┌──

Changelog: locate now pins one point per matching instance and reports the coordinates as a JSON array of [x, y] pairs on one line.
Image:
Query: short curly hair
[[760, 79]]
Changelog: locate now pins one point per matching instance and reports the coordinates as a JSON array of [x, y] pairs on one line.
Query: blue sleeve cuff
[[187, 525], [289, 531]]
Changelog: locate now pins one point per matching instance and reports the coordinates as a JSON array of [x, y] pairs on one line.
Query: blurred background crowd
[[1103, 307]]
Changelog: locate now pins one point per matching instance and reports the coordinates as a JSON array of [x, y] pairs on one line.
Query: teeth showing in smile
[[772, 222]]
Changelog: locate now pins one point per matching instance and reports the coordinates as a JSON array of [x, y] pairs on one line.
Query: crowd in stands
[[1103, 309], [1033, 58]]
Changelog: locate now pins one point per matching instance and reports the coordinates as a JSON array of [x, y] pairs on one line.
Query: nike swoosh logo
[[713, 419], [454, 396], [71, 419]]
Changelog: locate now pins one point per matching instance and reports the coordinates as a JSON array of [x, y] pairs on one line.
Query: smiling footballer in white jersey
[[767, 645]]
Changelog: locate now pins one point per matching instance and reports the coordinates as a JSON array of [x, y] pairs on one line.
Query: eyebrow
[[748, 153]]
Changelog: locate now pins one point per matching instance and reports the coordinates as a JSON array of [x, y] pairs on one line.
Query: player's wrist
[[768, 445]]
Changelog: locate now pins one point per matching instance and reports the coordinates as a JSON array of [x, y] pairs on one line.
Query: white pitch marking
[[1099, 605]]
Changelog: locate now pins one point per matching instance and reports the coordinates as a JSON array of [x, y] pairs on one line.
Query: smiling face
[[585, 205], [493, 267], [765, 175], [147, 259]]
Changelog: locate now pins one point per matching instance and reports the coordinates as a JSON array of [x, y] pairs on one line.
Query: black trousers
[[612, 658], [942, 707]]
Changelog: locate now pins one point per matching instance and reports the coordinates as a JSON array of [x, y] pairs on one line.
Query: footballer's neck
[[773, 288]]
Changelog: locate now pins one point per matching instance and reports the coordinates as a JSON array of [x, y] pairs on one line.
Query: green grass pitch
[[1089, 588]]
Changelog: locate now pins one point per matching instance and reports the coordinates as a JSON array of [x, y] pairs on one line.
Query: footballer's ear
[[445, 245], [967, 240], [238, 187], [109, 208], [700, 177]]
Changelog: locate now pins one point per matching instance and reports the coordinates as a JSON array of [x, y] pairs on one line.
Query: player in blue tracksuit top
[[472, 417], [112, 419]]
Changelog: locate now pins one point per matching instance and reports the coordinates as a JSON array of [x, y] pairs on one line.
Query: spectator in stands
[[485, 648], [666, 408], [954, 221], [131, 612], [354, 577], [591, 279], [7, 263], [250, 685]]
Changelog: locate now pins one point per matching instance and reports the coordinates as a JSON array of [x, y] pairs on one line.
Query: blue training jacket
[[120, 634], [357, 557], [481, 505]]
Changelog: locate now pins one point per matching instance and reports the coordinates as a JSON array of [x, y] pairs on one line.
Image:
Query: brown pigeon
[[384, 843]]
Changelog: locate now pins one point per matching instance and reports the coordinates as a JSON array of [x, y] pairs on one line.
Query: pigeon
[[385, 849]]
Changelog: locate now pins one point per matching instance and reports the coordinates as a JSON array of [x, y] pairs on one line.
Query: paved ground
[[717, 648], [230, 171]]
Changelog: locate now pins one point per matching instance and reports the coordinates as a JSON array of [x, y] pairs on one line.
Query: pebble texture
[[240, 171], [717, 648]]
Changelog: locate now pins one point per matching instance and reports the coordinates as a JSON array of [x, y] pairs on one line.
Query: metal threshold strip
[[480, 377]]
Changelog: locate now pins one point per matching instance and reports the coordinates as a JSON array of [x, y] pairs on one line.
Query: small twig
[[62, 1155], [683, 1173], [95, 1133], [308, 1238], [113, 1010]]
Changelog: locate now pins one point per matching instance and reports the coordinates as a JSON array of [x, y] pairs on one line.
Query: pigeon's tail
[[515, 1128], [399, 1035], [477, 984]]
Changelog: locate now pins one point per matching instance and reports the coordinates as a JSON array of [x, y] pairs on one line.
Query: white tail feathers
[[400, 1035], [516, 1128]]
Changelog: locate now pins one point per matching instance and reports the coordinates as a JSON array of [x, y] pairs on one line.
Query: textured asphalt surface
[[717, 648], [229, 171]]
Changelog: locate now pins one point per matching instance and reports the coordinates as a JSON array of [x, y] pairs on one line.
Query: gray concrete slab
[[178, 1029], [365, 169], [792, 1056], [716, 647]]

└──

Transcribe all of the data above, keeping each line exactly as it stands.

RESPONSE TO THIS TASK
Changelog: locate now pins one point per matching instance and reports the coordinates as a JSON array of [x, y] pairs on one line.
Image:
Query: short curly hair
[[760, 79]]
Changelog: locate now pins one point per matching instance and reports the coordinates as a JSON array of [x, y] pairs on one line.
Query: blue sleeve cuff
[[187, 525], [289, 531]]
Changelog: locate now pins one point per matching instance and reports the coordinates as a JSON array of [x, y] pairs on one line.
Query: blurred background crowd
[[1103, 307]]
Changelog: locate now pins one point per matching instance and reports the coordinates as a JSON array of [x, y] pairs on one line.
Query: teeth showing in smile
[[772, 222]]
Changelog: locate now pins one point per matching instance and reports the coordinates as a JSON array of [x, y] pairs on one line.
Query: crowd in stands
[[1103, 309], [1033, 58]]
Changelog: locate now pins one point per matching instance and reports the coordinates as a JSON array of [x, y] pairs on one line.
Query: nike swoosh logo
[[713, 419], [454, 396], [71, 419]]
Changelog: locate now pins one point per matching instance and reports the coordinates as a JSON array of [x, y] pairs on one line.
Query: smiling footballer in white jersey
[[767, 645]]
Changelog: locate now pins one point per matching instance and reports the coordinates as a JSON array of [x, y] pairs on one line.
Query: eyebrow
[[748, 153]]
Changelog: locate now pins one point per matching instance and reports the coordinates as a JSON array of [x, y] pairs on one line.
Query: player's wrist
[[768, 445]]
Changelog: locate now pins one point per matching instance and reports the coordinates as a JSON array of [x, y] pairs on one line.
Query: white pitch marking
[[1099, 605]]
Changelog: locate now pins one point per matching instance and reports the coordinates as a JSON array of [x, y] pairs on one line.
Query: smiling face
[[585, 205], [493, 267], [765, 175], [147, 259]]
Changelog: locate now pins one point per matching instance and reports the coordinates as a JSON array of [x, y] pairs on one line.
Query: black trousers
[[612, 658], [942, 707]]
Changelog: locate now pins one point per matching instance and reports the coordinates as a JSON array of [x, y] pairs on one line.
Query: footballer's neck
[[773, 288]]
Changelog: locate now pins one point per matching instance and reports the coordinates as a JSON array of [x, y] pairs on one line.
Query: green grass pitch
[[1089, 588]]
Changelog: locate now pins one point per matching instance and reports the coordinates as a JSON array of [x, y] pairs on one line.
Query: footballer's ear
[[445, 245], [967, 240], [238, 187], [109, 208], [700, 177]]
Changelog: locate now pins one point per matching instance and reports the coordinates as a JSON array of [x, y] pairs on one line.
Query: player in blue tracksuit top
[[472, 417], [112, 419]]
Changelog: locate now pins one point per matching instance and reports the coordinates as a JSON array of [x, y] pairs on one line.
Query: spectator in stands
[[485, 648], [666, 408], [954, 221], [131, 612], [354, 577], [591, 279], [7, 263], [250, 685]]
Changelog: locate now pins one point per matching instance and reports the coordinates as a JSON array of [x, y] pairs on one line.
Query: blue training jacket
[[120, 634], [357, 557], [481, 505]]
Changelog: locate now pins one point per matching instance and reports the coordinates as a JSON array of [x, y] pairs on one line.
Image:
Query: brown pigeon
[[384, 843]]
Changelog: locate now pins one point per matching instance and reports the coordinates as a JSON array of [x, y] pairs on one line.
Query: pigeon
[[385, 849]]
Changelog: locate now pins one point per matching instance and reports the coordinates as a JSON array of [x, y] pairs on one line.
Query: paved ground
[[717, 648], [230, 171]]
Changelog: locate now pins one point per matching instance and reports the coordinates as a JSON array of [x, y] pairs on one line.
Query: pebble texture
[[240, 171], [717, 648]]
Changelog: locate now pins one point per matching instance and reports the coordinates as a JSON array of [x, y] pairs on one line.
Query: metal threshold strip
[[480, 377]]
Changelog: locate now pins one point per matching instance and reports the coordinates as a JSON array of [x, y] pairs on one line.
Query: small twig
[[62, 1155], [683, 1173], [95, 1133], [308, 1238], [113, 1010]]
Changelog: locate now pins one point per matching instance and reports the coordinates as a JSON array of [x, y] pairs on one line.
Query: pigeon's tail
[[515, 1128], [399, 1035], [477, 984]]
Changelog: locate now pins one point per matching instance and reports the coordinates as a JSON array of [x, y] pairs on one line.
Query: white tail feathers
[[400, 1035], [516, 1128]]
Changelog: locate now pins one point per matching instance and reports the coordinates as a JSON array of [x, y] pairs on one line.
Query: textured asphalt surface
[[717, 648], [229, 171]]
Changelog: locate now pins one point per matching instance and reports the coordinates as a JSON array of [x, y] pairs on one line.
Query: gray concrete slab
[[178, 1029], [365, 169], [792, 1056], [716, 647]]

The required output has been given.